• Excerpted records:
+---+
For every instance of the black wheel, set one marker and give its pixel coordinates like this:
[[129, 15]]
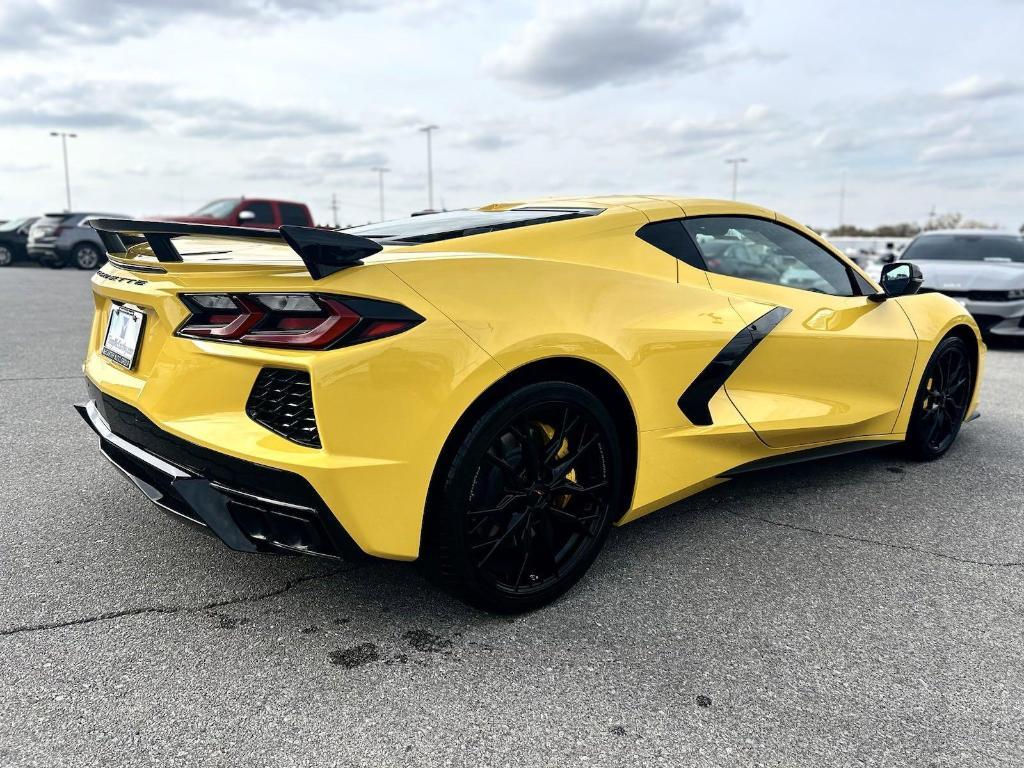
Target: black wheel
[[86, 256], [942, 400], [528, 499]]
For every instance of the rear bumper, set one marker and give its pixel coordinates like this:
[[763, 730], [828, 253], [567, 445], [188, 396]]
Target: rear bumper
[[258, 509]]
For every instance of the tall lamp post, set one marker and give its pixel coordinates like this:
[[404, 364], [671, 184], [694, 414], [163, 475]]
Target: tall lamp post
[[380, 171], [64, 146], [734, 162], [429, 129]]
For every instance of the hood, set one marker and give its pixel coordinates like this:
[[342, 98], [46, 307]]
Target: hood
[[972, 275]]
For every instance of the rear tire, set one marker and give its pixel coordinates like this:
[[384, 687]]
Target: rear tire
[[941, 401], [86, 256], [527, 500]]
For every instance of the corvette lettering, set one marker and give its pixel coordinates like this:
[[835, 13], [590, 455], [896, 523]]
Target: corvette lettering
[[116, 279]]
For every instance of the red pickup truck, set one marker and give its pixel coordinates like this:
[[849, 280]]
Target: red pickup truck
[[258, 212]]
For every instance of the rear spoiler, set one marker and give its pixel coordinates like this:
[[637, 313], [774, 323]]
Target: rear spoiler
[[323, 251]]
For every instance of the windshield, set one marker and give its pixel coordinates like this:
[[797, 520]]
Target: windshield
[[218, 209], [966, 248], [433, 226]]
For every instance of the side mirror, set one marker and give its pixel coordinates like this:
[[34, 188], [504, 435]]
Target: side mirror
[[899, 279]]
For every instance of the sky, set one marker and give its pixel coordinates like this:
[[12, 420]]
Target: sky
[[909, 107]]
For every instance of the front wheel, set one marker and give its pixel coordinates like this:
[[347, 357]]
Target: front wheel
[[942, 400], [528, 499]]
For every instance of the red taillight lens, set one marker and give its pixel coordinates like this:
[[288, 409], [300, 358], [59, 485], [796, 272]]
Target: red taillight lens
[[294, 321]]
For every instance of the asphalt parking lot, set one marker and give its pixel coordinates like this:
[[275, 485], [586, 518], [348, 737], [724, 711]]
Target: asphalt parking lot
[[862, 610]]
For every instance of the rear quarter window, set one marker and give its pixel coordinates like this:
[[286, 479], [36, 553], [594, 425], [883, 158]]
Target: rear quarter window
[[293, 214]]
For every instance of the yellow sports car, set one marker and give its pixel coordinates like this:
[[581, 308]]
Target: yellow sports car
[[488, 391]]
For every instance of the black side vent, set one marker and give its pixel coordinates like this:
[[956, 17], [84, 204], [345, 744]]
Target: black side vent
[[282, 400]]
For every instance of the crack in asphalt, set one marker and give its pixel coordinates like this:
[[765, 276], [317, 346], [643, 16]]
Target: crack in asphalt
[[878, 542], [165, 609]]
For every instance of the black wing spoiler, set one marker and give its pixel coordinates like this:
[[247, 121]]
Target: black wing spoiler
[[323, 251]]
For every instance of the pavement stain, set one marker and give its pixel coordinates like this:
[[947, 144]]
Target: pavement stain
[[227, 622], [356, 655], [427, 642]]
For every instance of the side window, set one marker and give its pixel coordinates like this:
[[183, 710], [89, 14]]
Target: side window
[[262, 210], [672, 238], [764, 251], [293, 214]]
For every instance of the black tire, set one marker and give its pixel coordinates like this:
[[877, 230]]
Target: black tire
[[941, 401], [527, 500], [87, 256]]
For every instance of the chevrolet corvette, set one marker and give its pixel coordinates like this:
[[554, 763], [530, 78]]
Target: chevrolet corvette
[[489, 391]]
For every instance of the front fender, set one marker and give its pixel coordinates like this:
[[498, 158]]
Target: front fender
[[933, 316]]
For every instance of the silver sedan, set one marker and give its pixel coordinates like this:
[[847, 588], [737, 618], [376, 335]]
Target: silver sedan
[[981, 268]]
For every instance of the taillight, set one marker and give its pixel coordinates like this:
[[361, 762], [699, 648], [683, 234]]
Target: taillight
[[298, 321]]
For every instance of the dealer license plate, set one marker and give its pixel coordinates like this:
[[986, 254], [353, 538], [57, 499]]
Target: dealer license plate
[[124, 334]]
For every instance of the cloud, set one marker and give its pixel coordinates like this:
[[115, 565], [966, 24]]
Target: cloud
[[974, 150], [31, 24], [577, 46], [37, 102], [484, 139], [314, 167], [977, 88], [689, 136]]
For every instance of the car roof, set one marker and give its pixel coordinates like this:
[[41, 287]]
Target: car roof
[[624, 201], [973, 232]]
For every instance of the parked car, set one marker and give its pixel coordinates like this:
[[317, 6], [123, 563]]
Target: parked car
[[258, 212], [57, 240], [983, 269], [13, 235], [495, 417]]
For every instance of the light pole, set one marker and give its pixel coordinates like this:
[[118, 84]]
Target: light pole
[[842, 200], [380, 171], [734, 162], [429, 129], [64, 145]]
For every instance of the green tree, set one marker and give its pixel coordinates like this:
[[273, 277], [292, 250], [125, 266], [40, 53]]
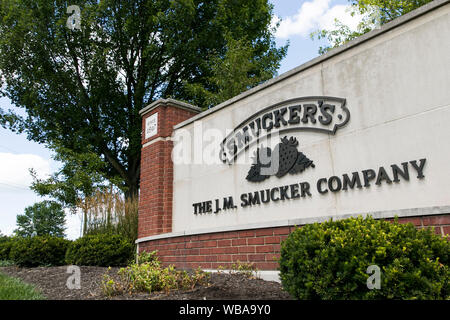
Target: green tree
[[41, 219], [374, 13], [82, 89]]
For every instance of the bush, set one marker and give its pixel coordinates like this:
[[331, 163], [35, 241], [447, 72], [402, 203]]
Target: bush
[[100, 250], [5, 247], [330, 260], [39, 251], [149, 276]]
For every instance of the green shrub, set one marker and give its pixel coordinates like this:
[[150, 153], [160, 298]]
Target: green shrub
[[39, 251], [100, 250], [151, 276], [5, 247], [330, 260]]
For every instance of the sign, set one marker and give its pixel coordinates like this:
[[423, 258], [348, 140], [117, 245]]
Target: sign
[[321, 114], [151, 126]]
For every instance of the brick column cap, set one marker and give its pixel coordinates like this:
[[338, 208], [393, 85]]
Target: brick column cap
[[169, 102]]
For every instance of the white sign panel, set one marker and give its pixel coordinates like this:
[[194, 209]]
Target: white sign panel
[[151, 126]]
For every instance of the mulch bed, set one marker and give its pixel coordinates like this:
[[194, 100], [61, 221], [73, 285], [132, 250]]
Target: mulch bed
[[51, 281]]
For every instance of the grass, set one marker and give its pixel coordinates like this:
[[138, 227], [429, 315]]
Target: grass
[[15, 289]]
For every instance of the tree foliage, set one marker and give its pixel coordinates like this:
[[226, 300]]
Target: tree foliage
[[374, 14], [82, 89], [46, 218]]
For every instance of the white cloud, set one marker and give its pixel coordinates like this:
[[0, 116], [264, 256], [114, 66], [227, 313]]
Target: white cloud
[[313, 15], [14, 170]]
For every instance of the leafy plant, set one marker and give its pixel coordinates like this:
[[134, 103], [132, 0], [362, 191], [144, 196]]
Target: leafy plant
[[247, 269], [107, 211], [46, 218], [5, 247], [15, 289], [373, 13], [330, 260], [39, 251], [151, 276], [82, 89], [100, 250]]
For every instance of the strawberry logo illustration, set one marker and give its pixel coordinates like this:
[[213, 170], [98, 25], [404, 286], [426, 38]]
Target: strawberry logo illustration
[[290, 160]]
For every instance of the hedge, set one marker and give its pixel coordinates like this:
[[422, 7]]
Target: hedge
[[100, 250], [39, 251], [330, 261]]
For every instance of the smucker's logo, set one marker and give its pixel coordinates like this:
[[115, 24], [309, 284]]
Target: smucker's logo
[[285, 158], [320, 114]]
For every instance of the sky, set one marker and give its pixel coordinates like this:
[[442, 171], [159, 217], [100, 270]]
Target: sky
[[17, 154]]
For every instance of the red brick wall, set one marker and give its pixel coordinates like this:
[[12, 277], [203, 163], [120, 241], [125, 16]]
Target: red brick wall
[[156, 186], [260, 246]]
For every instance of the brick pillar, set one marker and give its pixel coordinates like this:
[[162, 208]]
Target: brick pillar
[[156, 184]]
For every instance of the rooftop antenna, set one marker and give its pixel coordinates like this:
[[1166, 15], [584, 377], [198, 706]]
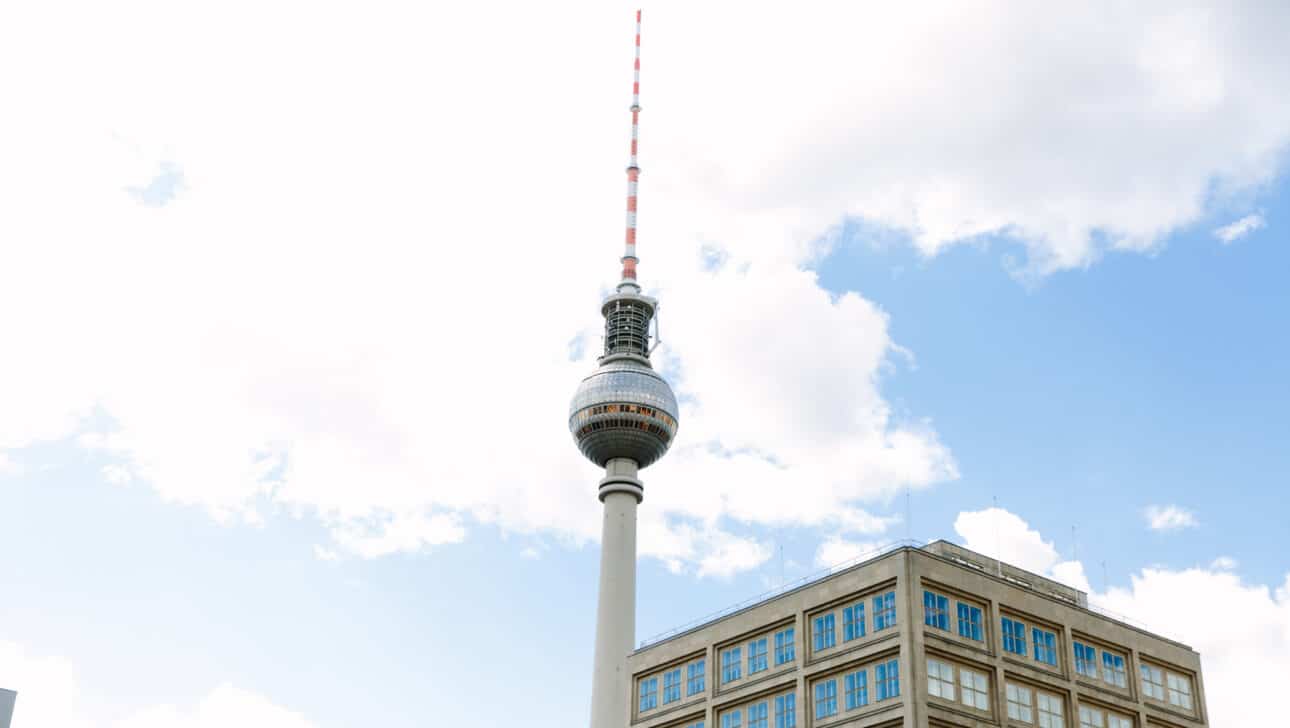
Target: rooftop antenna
+---+
• Work to complete: Recast the material from its first line through the line holding "[[258, 509]]", inclusive, as a Markdown table with the columns Number and Entry, giving each line a number and skipping blank lines. Leave the pictures out.

• The output:
| Number | Entry |
|---|---|
| 1 | For every instance of the black wheel, set one marker and give its pixel coordinates like this: |
| 2 | [[129, 15]] |
| 3 | Target: black wheel |
| 4 | [[86, 256], [942, 400], [528, 499]] |
| 5 | For every instance of the rear bumper, set one marker and give its pixel coordinates like this: |
| 6 | [[763, 730], [828, 253], [567, 445], [188, 396]] |
| 7 | Target: rear bumper |
| 8 | [[258, 509]] |